> _Quoted text_:

By Guy Bower of www.guybower.com*

If you have been trading options or warrants for even just a little while, you’ve come across the concept of the delta. It is a relatively simple concept that acts as a measure of the rate of change in an option’s price versus a change in the underlying market.

If you find a simple book on options or look at some of the brochures and information from various exchanges, you’ll see the concept of the delta receives some attention, but not much. This is also true for many of the warrant seminars and marketing materials you see.

In this first of a four-part series, we will look at the basic definition of a call option delta. We will keep things relatively simple here, so apologies to those who already know this stuff. In the next three parts of the series, we will be able to roll up our sleeves and see how to use the delta in real-time trading. This week, we lay the foundation.

What is the delta?

Essentially, a delta is there to help you understand how an option behaves.

Suppose we have a 1% rally in our share price. Think, for a moment, about how the price of a deep in-the-money call option will change in relation to the price of a far out-of-the-money call option.

One would think the price of the in-the-money option is more likely to move a greater amount than the price of the out-of-the-money call option. In fact, picture a call option way, way, way out-of-the-money. The price may not even move at all!

The way to measure the degree that an option price will move in relation to a movement in the underlying asset price is called the delta and is available in most options software packages.

Measurement and Interpretation of the Call Delta

The delta can be expressed in two ways:

  • As a percentage -- For example, the delta of an October $35.00 strike call option in NAB is currently +61%. This means that, for every 10c rise in NAB, the fair value for the $35.00 call will increase by approximately 6c.
  • As a decimal -- In the example I just gave you, you would say the delta for the $35.00 call is +0.61. This is the more common method, but the interpretation is essentially the same.

> _Directives_:
a – Update the passage of the delta article starting with "In this first" and going on through "far out-of-the-money call option.", changing "foundation" to "groundwork".
b – Tally the lines of the records in which the string "horse" occurs, and give only that number.
The text and the records are unrelated to each other.

> _Provided data_:
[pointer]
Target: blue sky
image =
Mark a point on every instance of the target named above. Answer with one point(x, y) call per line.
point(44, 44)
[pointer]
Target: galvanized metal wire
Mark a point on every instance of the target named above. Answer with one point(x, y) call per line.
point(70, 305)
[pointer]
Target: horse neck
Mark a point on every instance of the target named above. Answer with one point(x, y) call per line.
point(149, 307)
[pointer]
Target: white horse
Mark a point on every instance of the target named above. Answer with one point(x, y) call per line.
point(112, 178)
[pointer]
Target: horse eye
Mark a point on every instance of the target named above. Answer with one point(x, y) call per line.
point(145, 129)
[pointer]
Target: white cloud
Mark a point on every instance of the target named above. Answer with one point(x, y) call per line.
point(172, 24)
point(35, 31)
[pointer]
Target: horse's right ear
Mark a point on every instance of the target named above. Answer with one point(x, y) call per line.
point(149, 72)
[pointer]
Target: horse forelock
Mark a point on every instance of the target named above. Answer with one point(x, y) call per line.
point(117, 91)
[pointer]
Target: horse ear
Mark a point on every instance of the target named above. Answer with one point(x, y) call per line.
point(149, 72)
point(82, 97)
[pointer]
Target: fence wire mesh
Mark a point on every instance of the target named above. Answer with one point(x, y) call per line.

> _Answers_:
a –
In this first of a four-part series, we will look at the basic definition of a call option delta. We will keep things relatively simple here, so apologies to those who already know this stuff. In the next three parts of the series, we will be able to roll up our sleeves and see how to use the delta in real-time trading. This week, we lay the groundwork.

What is the delta?

Essentially, a delta is there to help you understand how an option behaves.

Suppose we have a 1% rally in our share price. Think, for a moment, about how the price of a deep in-the-money call option will change in relation to the price of a far out-of-the-money call option.

b – 6